**Aim of the exercise:** The word "belly" marks the lines to copy; find all of them in the entries below.

*** Begin section ***

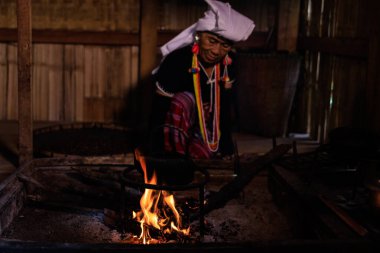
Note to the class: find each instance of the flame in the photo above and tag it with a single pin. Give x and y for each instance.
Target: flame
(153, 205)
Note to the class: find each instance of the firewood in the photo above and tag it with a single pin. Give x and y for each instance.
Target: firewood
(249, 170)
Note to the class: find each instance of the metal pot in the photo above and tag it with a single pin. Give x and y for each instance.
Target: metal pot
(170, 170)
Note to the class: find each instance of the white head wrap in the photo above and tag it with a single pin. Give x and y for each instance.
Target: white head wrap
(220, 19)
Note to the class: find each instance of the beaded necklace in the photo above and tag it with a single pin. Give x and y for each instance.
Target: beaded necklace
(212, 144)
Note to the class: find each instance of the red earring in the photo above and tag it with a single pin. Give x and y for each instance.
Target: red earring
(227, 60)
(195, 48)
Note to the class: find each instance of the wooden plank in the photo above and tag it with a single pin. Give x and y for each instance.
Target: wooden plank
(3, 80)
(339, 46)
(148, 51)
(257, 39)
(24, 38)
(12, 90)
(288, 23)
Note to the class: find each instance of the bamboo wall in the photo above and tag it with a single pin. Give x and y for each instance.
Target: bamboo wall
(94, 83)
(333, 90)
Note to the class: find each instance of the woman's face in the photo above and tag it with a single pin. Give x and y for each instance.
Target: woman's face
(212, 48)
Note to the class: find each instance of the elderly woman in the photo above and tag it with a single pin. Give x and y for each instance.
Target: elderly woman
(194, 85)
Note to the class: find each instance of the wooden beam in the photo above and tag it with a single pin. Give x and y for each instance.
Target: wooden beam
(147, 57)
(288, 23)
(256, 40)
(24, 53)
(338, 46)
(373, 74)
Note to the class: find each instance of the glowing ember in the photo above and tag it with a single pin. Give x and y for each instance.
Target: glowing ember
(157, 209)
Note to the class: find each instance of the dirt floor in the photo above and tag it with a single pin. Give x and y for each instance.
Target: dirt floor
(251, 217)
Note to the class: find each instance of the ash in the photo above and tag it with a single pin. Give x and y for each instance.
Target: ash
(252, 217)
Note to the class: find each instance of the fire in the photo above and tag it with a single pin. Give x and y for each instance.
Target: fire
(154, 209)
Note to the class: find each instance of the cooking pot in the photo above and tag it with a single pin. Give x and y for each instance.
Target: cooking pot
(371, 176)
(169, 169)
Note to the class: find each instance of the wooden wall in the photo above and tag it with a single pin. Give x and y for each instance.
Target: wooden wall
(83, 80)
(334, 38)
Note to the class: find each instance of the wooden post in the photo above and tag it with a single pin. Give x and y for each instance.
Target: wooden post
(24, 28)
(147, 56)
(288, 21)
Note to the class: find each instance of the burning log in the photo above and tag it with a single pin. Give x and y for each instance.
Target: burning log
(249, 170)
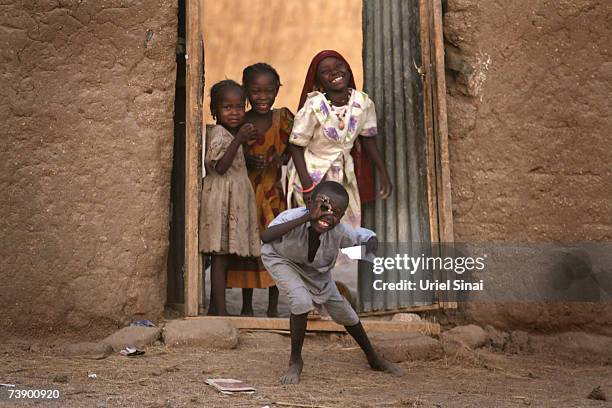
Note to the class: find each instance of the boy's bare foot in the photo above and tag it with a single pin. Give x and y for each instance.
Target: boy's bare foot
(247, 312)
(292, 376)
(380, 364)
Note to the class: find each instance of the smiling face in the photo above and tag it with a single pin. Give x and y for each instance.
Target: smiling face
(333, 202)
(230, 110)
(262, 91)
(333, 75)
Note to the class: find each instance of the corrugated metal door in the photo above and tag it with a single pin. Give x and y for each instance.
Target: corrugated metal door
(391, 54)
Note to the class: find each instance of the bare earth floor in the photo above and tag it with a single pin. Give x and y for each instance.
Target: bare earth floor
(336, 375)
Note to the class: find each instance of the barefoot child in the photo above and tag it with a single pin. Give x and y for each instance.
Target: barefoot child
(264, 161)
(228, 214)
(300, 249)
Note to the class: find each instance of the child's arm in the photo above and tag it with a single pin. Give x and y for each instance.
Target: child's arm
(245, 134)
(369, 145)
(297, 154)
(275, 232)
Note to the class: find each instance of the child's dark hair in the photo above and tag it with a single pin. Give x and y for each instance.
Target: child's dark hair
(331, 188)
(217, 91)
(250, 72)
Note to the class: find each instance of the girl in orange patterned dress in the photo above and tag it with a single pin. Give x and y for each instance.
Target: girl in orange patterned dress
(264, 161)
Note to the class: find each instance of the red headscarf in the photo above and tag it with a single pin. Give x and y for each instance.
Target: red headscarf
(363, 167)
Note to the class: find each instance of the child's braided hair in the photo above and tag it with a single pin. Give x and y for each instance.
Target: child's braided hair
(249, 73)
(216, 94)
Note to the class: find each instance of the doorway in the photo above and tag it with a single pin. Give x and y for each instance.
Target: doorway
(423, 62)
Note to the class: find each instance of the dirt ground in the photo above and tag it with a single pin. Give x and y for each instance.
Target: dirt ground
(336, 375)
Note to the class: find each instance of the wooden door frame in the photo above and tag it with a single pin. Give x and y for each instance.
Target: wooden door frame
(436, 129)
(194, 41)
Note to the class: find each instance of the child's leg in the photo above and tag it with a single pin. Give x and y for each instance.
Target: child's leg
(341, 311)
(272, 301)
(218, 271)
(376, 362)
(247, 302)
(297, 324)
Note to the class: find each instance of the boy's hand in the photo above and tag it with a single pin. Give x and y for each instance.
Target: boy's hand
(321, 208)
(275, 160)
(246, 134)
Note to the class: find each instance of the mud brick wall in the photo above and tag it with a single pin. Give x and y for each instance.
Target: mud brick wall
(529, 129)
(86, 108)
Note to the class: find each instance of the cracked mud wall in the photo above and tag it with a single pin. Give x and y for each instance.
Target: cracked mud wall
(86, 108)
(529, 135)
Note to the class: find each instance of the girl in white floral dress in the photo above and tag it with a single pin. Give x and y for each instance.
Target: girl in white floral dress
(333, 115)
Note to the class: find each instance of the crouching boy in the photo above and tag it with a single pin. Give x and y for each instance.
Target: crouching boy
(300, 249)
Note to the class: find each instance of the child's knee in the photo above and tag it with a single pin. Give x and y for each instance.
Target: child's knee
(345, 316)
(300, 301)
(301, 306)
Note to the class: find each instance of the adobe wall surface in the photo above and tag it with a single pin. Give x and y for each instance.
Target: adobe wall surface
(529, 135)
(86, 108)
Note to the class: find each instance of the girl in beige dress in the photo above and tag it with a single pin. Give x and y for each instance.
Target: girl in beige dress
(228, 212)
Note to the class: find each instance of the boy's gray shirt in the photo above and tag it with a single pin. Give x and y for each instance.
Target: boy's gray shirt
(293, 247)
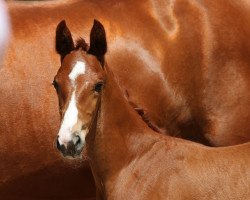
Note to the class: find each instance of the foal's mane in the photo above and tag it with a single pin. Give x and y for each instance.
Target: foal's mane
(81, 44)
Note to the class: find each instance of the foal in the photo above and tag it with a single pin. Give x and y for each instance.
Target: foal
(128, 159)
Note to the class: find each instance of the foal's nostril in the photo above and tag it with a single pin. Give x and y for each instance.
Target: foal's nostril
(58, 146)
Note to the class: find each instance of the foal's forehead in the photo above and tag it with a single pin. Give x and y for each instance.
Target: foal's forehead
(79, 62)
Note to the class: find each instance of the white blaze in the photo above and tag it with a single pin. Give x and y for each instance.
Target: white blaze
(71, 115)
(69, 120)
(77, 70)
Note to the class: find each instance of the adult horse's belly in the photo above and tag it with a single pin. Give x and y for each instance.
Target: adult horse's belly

*** End section ***

**Result for this task:**
Note to the class: find each instance of the adult horse's belly in the photo above and tag it with a single pin. Give x and y for each instance.
Target: adult horse's belly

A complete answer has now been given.